Your objective: Count the lines in the records below that contain the string "query", and reply with that number alone.

Exercise input:

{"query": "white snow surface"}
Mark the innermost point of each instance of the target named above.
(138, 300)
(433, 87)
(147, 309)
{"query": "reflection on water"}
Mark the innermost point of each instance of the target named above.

Written answer: 2